═══ PASSAGE TO READ ═══
Level-1 enabling processes can be viewed as a holding grouping for everything in its sub-levels (2 on down) which is the entire journey for reusable resource provisioning stakeholders, such as human resources (not the department), facility, or technology-provisioning relationships. In addition, the internal provision and optimization of resources such as equipment, technology, or people all follow a cycle similar to products and services, with a clear beginning and end. Each level-1 enabling process will have clear demarcation points in the journeys or lifecycles for their level-2 processes. By identifying the enabling aspects of organizations we can define the highest level of the enabling architecture. Like for guiding processes, the use of frameworks is beneficial. Figure 6 shows an illustration for the level-1 process 'Provide Facilities'. The other Enabling Level 1 processes will follow a similar pattern.
Figure 6. An illustration for the level-1 process 'Provide Facilities'.
Describing a Process
Every process still needs a full description of its attributes. Not all of the information will be available or known when doing the early parts of architectural work, but at some point in time, once it is better understood and some design decisions have been made, the contents can be documented. This information is an important complement to the graphic models and should be stored in an appropriate repository along with the pictures. An Illustration for one of the processes in our banking model is shown as Figure 7. The template is applicable for any level of process description and will cascade along with the decomposition of processes themselves.
Figure 7. Process worksheet for one of the processes in our banking model.
Connecting the Dots
There are several ways that organizations can connect processes. Many start at the detailed task level and show pure workflow sequencing, but this is at a detailed level of work and the volume of activities is vast. These bottom-up approaches are well supported by traditional model types such as BPMN where the question of 'who does what next' is most appropriate. The notational advantages of sequencing at such a workflow level are not realizable, however, for architectural work since they do not handle or make visible the exchange of value with other architectural processes and where sequence is very hard to discern. To trace value it is much more useful to create a view that examines product, service, and information exchanges (provided or received). Figure 8 illustrates this perspective.
Figure 8. A view that examines product, service, and information exchanges (provided or received).
═══
** DIRECTION 1 **
Show each line of the records that contains the word "striped".
** DIRECTION 2 **
Carry on the passage about business process architecture, starting after its last sentence.
The text and the records were taken from separate sources.
═══ WORKING DATA ═══
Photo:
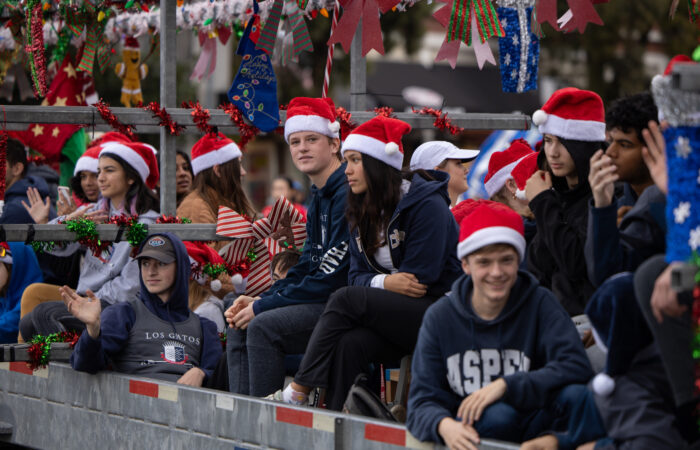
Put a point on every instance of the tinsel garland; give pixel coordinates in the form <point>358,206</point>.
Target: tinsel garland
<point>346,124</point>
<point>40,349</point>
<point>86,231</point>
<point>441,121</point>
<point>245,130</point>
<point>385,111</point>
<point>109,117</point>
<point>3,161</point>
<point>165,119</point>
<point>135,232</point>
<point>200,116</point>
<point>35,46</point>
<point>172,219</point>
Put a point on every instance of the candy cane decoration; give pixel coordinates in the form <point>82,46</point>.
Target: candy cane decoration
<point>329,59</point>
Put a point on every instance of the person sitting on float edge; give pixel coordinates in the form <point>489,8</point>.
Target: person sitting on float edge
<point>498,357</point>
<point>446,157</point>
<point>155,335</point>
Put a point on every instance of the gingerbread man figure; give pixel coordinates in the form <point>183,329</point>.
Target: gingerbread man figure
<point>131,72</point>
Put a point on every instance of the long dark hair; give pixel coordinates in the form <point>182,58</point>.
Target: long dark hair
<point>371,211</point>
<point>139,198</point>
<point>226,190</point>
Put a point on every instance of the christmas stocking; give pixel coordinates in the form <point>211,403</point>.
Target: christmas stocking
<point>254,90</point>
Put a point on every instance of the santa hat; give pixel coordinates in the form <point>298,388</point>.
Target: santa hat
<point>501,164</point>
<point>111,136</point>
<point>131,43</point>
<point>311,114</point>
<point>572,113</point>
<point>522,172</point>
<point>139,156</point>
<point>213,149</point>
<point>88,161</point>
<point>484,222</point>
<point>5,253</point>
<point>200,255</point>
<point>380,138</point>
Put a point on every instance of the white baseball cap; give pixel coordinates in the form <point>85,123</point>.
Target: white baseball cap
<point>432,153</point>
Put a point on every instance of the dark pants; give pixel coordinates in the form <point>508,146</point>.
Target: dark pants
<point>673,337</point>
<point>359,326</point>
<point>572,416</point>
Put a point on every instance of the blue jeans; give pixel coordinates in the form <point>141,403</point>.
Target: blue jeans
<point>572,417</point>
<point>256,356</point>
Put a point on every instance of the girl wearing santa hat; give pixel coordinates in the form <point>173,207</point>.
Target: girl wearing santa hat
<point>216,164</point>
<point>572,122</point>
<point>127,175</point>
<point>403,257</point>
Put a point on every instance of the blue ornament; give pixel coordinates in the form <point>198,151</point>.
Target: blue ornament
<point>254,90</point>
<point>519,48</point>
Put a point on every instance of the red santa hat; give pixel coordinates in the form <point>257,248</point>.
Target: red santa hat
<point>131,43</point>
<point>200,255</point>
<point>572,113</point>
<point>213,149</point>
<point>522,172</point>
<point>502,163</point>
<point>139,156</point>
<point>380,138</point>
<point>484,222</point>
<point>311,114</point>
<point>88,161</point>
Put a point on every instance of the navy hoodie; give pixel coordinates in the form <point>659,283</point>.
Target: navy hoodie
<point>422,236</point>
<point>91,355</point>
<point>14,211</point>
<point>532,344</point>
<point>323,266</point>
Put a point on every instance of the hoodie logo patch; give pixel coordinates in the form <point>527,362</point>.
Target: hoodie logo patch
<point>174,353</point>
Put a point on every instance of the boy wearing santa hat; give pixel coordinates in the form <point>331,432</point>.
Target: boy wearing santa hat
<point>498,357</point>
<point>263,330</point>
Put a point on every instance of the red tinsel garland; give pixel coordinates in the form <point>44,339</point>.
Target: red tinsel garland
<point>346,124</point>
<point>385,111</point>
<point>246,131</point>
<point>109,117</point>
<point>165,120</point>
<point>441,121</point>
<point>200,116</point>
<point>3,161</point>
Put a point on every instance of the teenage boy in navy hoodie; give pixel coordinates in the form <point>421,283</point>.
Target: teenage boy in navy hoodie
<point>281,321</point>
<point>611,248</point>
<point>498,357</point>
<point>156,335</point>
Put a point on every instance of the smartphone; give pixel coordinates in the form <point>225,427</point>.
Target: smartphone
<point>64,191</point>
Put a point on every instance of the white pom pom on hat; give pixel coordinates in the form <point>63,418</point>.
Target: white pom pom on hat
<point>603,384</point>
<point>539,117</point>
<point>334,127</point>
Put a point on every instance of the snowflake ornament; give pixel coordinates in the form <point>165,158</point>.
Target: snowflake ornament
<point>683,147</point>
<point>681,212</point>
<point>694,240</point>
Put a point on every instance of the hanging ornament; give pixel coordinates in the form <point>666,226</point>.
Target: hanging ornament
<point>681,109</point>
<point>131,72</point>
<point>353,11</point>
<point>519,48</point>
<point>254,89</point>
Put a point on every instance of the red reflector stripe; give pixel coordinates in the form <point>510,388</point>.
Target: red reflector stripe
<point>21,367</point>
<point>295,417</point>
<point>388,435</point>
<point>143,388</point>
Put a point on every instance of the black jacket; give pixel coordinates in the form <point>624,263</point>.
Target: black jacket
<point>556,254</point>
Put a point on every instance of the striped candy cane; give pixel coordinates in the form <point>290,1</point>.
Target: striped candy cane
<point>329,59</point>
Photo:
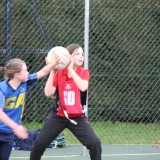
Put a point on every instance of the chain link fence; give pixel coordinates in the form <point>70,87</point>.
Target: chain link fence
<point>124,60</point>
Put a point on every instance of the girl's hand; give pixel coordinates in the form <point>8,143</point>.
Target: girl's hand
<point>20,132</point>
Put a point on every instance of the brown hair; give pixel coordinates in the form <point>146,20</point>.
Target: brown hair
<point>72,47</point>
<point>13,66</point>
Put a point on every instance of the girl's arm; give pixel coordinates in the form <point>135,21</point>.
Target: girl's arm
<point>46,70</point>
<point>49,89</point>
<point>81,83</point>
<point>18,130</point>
═══
═══ WORKING DATA ═══
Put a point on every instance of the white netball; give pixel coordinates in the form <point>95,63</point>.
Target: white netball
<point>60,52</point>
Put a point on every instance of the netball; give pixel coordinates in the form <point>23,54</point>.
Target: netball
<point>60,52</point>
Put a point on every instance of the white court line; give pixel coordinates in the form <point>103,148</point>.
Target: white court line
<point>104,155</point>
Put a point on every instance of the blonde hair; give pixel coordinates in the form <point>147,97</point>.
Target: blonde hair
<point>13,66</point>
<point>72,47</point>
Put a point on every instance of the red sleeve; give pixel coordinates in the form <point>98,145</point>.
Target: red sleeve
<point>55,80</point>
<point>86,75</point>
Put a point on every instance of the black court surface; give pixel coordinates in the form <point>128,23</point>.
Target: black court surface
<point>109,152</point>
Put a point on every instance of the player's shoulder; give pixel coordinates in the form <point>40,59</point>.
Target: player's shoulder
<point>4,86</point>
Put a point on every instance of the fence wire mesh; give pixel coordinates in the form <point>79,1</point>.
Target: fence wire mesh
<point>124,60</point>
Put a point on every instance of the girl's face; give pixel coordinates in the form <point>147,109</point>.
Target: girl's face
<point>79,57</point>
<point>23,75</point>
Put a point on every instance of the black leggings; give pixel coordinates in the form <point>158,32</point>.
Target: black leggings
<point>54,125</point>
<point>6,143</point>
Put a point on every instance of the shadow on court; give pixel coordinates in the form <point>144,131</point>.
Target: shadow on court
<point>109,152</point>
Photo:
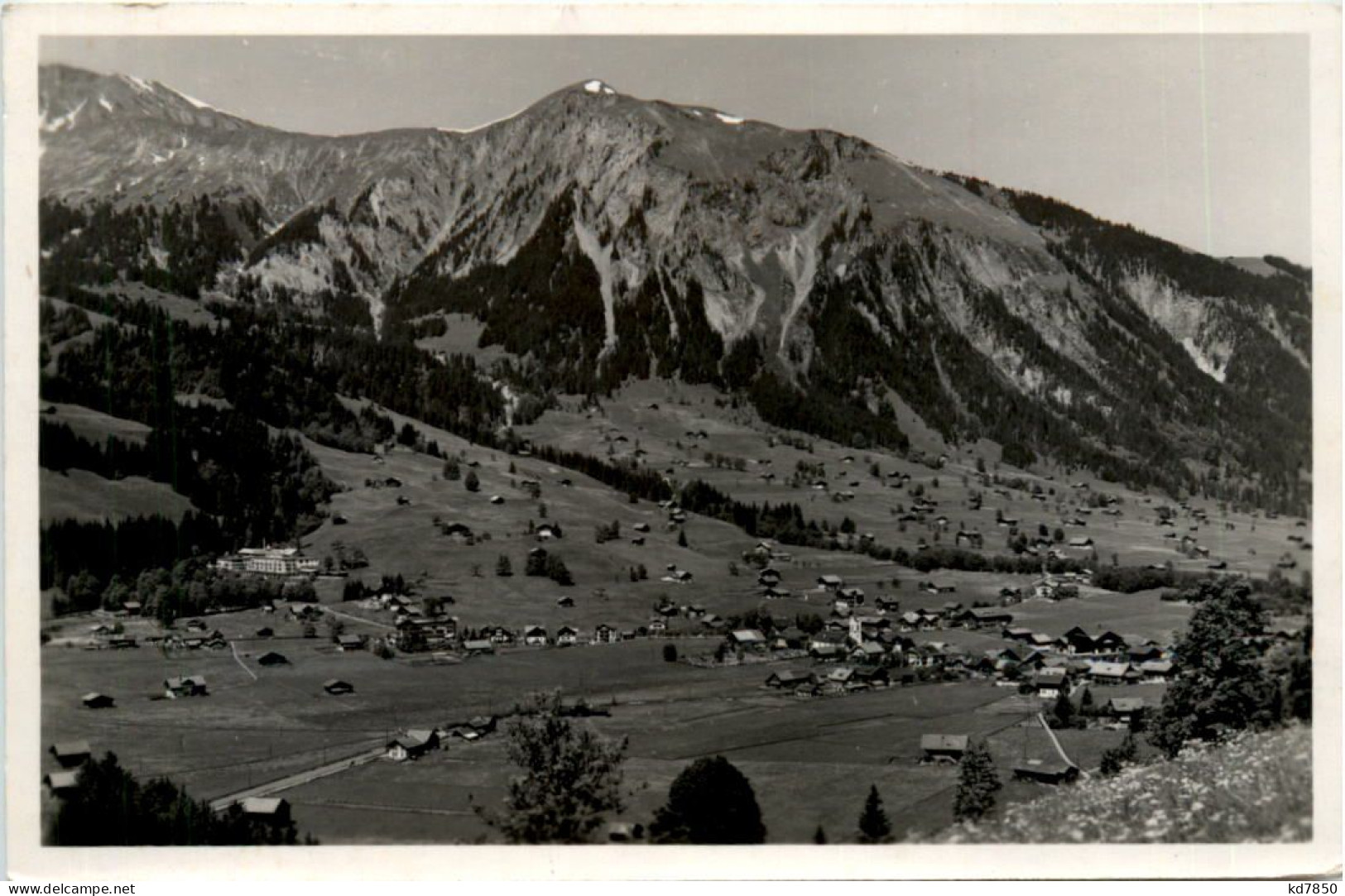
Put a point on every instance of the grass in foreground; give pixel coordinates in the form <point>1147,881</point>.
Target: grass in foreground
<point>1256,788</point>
═══
** EXERCISE ANSWER 1 **
Put a point on every instance of the striped candy cane; give pixel coordinates in the form <point>290,1</point>.
Target: striped candy cane

** EXERCISE ANSWER 2 **
This is a powerful way to connect the architecture and keep it measurable and focussed on value creation. Fortunately, with the architecture concepts defined in the model described to this point we can describe each process' scope in terms of such exchanges and its connection to strategy and stakeholder expectations. In the Process Worksheet in Figure 7 you will find four scoping questions covering the Inputs as well as the Outputs from the process in scope. In addition, there are questions of the provision of guides and enablers for the process. These are different in terms of the role they play with regard to a process action. They are not inputs to be transformed into outputs but are critical to the success of the process in question. In addition many processes produce outputs that are not changed in every subsequent process but are used over and over again, such as a business rule to be consistently applied to make a decision in every transaction or a system to always be used when making a calculation. For an architecture with integrity, every input, guide, or enabler must come from either another architectural process or an external stakeholder; nothing else and no one else! Likewise, every output can only go to another architectural process as an input, guide, or enabler or to an outside stakeholder; that's all! An architecture with integrity cannot have disconnected orphans.
There is a tremendous advantage to this approach which I pulled together based on the concepts of IDEF0 (in the mid nineties) and that is its data or information orientation. If we can find everything that moves between pairs of processes then we can identify the information requirements of the organization or value chain since processes create, update, or delete such information or perhaps just read it and take no action. Regardless, poor data quality of information leaving a process means there is something wrong with that process or one of its predecessors. The role of Information Management will be treated in an upcoming article. This Input, Guide, Output, Enabler (IGOE) model is also ideal for initial scoping of process improvement or Lean projects since it proves traceable integrity back to the architecture and the strategy of the enterprise. Managing scope is eminently manageable with this starting point.
The business process knowledge gained and made available here should produce more than a nice picture. The configuration is the structure of operational work and the basis for measurement and capability to optimize the ability to do work. It is the heart of the business pumping the blood through the organization's arteries and veins. It tells you what is important to be good at, regardless of what your organization chart says. It is the basis of operational governance and change decisions. It is a view based on value creation, and that's what we are striving to achieve. The performance management system will connect to the top of the strategy and process scorecard and all the way down to the detailed elements of everyone's work. But that's the topic of the next article in this series.
That's the way I see it.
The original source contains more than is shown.